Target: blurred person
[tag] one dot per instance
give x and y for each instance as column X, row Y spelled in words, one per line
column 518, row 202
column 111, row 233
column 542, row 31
━━━━━━━━━━
→ **Work to be completed**:
Exactly and in full, write out the lines from the one containing "give x and y" through the end of the listing.

→ **Exercise response**:
give x and y for each instance as column X, row Y spelled in words, one per line
column 518, row 202
column 111, row 233
column 542, row 31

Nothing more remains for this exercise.